- _TASK REQUIREMENTS_
Produce an exact copy of the lines from the line containing "Thank you for the photograph above. Please mark the pilot, and" through the last line of the listing below, both ends included, and nothing else.

───── DATASET EXCERPTS

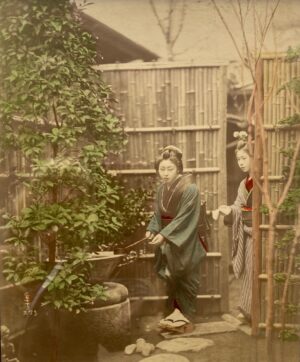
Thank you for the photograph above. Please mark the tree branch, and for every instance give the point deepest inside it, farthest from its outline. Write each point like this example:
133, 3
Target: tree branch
229, 32
160, 23
183, 14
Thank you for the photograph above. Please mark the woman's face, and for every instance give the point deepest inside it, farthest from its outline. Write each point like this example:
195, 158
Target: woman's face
167, 171
243, 160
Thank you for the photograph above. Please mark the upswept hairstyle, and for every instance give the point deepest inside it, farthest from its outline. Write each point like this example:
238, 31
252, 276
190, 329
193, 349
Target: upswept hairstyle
242, 144
171, 153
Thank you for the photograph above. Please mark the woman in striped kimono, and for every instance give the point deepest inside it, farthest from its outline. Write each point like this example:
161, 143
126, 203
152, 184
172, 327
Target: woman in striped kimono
173, 230
241, 215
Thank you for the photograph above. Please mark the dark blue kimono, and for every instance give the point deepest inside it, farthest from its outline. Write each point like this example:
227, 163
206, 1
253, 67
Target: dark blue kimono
177, 260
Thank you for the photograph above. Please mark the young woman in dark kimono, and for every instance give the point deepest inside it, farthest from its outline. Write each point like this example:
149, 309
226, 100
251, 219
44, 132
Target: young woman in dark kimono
173, 229
241, 215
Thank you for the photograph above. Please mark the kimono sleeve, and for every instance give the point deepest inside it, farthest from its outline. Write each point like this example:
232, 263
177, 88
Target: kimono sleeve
154, 225
185, 225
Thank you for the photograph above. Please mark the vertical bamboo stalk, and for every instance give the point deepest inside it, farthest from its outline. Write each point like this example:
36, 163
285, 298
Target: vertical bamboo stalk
256, 234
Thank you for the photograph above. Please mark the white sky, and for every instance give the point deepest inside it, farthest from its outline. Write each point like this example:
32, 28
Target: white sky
204, 36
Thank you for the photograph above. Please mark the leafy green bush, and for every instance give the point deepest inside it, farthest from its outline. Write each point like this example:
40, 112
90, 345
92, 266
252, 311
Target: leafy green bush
56, 116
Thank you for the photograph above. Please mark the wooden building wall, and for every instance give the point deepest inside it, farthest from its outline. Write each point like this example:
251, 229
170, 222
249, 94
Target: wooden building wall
183, 105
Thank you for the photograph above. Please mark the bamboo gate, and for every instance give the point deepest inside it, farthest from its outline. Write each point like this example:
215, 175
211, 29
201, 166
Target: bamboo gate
274, 73
184, 105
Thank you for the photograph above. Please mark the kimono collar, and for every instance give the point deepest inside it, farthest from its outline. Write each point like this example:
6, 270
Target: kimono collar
171, 197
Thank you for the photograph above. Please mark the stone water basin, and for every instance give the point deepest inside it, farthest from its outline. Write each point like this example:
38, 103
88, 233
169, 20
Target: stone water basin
104, 265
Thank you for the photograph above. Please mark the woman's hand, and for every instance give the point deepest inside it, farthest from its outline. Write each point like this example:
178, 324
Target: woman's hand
149, 235
157, 240
224, 209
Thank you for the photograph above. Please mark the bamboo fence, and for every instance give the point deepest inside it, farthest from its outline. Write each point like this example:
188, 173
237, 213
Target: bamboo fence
184, 105
278, 105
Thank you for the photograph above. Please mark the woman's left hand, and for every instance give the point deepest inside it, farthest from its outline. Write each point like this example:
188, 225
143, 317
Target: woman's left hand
157, 240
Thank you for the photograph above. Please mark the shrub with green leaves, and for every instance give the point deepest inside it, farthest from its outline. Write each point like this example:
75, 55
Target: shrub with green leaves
56, 114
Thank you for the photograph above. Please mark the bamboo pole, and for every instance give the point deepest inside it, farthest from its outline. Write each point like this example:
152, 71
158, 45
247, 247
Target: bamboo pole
256, 233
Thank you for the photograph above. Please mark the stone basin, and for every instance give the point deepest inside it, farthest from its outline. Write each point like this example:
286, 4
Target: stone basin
103, 265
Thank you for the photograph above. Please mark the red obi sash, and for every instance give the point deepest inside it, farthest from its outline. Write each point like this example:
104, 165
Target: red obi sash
166, 219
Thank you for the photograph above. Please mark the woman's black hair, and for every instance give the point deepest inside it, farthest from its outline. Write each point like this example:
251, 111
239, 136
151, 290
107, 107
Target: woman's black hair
173, 154
242, 145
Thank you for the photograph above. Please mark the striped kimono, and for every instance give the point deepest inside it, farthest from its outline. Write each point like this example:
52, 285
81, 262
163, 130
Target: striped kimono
242, 244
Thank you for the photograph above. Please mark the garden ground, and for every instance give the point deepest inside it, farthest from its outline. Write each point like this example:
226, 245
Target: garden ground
228, 347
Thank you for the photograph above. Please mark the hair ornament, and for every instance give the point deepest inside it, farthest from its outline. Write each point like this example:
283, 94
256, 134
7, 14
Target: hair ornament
241, 135
171, 150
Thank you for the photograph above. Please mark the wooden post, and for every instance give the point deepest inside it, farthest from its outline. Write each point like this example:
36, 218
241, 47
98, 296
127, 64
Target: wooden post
256, 233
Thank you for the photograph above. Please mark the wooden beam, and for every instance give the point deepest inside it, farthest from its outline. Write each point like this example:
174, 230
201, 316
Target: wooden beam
208, 255
171, 129
157, 65
151, 171
278, 227
264, 277
164, 297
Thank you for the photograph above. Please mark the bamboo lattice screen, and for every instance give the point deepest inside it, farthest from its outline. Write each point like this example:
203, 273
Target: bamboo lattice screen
277, 106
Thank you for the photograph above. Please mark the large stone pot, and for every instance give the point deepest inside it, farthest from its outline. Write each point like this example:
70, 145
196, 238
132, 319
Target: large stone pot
103, 265
106, 322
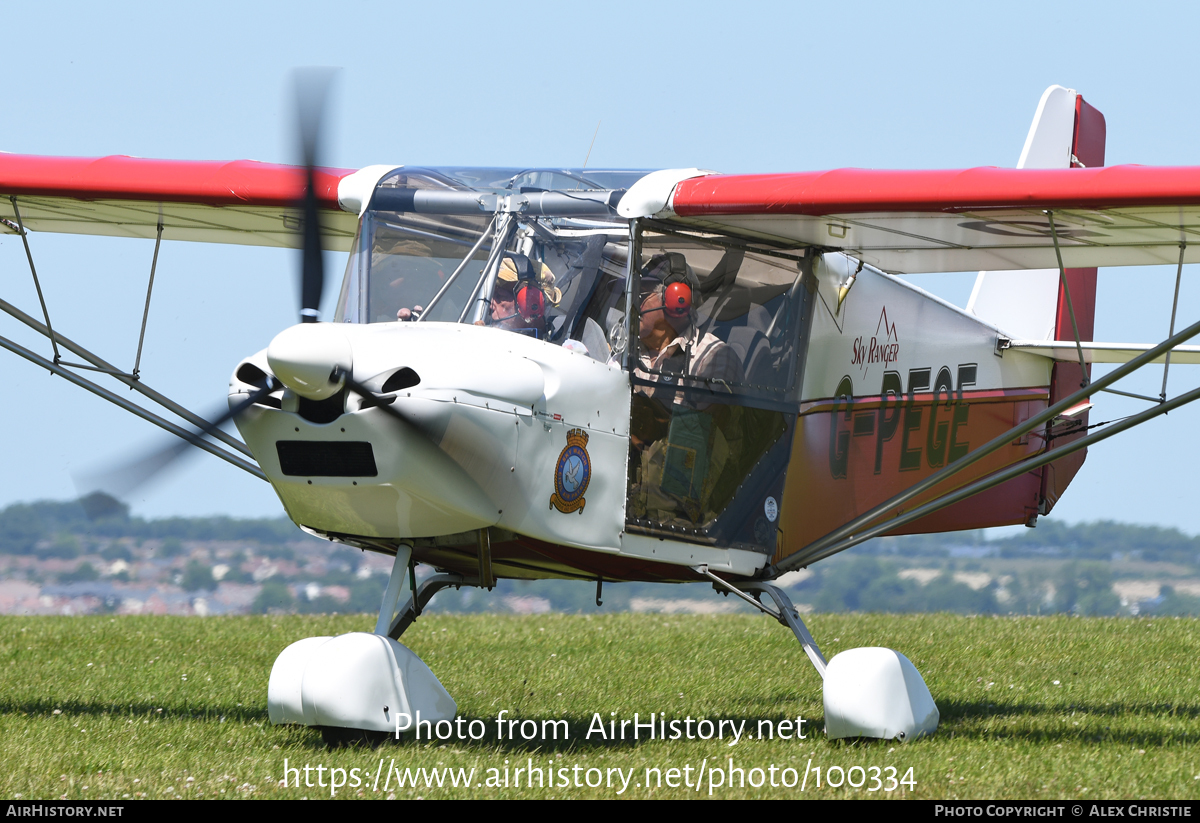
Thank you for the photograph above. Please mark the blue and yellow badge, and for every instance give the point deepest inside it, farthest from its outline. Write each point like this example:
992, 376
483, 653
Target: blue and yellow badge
573, 473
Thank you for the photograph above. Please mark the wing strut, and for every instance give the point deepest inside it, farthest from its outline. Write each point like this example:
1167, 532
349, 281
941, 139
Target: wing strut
101, 365
1071, 307
133, 408
846, 535
1175, 305
145, 313
29, 256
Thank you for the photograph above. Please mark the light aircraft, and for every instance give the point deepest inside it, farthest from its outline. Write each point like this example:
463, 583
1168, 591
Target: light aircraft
669, 376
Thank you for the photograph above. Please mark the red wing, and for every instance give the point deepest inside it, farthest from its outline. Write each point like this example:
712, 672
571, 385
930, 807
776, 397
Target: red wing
960, 220
241, 202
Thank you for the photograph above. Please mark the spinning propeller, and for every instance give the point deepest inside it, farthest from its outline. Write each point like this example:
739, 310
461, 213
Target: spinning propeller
313, 361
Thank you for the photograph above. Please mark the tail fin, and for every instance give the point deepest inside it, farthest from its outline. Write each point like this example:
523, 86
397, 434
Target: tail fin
1067, 132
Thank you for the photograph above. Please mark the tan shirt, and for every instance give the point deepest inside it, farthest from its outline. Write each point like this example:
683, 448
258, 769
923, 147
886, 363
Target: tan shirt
701, 356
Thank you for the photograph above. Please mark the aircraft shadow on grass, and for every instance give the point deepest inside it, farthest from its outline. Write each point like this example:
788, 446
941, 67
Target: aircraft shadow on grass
959, 719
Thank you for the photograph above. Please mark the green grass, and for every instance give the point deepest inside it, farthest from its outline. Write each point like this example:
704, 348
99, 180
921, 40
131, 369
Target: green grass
100, 707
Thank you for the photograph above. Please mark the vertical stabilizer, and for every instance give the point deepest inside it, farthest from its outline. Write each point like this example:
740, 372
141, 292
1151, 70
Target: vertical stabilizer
1024, 304
1067, 132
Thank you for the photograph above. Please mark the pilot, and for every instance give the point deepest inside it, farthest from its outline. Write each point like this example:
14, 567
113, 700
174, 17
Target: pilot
523, 292
679, 444
672, 342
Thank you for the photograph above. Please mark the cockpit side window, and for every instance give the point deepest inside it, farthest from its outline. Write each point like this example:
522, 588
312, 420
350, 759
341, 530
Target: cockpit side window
718, 336
529, 272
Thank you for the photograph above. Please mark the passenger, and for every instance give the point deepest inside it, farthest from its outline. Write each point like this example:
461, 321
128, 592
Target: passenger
679, 443
672, 342
523, 288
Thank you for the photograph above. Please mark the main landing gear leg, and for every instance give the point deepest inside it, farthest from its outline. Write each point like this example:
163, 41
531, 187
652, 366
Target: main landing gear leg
359, 686
869, 692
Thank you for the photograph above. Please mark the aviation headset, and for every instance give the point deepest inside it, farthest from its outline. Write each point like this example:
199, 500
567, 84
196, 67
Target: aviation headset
671, 269
529, 300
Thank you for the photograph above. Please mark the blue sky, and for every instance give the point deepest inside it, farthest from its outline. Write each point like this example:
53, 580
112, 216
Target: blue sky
751, 86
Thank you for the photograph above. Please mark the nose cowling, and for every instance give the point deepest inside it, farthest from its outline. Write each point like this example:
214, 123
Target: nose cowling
311, 359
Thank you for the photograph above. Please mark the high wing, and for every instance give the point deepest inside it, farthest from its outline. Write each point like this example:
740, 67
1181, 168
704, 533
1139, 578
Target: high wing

──────────

- _FULL RESPONSE_
Thank you for the photograph above. Please mark the pilot, and for every instance give the point deepest inside it, farthest from its outline. Write each point like this example:
14, 567
113, 700
174, 17
Target: pilot
523, 292
679, 444
672, 342
Thank you for the photograph above. Please mark the cockpit side window, and for every instance give the point deepest inside it, farthest from its outline. Write each point like this example:
522, 588
312, 420
350, 759
341, 530
Target: cockpit side window
718, 336
529, 272
Thank you for the photograph above. Please mark the passenger, and for every instance give the point deepest inside it, farthest from its outline. Write each point like this example:
461, 321
128, 592
Target: passenger
679, 443
672, 342
523, 288
Thank you for the photograph above. Please mark the main landing gear leg, and for every instance give the point deepest inside it, farthest from its outline. Write each point like this example:
163, 41
531, 187
652, 366
Target: main landing gear leg
359, 686
869, 692
Thank you for the photograph above. Please mark the aviation headset, and for every instance give the point deepest inside it, farthest from its outline. Write each point like this example:
199, 500
567, 84
196, 67
Target: aviation headset
671, 269
529, 300
Thank you for the photograph above. Please mark the blue sky, and for every instance give the point deepest inside it, farthest from its outline. Write each point like this example:
53, 580
112, 216
Target: blue sky
751, 86
Thank you for the photograph above. Please mark the nose cowling, and for every instance give the point deepest inside it, farthest from its outline. Write each point like this example:
214, 123
Target: nose cowling
311, 359
Thank you for the photograph above. Please mark the high wing, and for every instance give the point deepest inside it, farthest from its outline. Write each point like this example:
740, 67
1181, 168
704, 533
1139, 578
Target: high wing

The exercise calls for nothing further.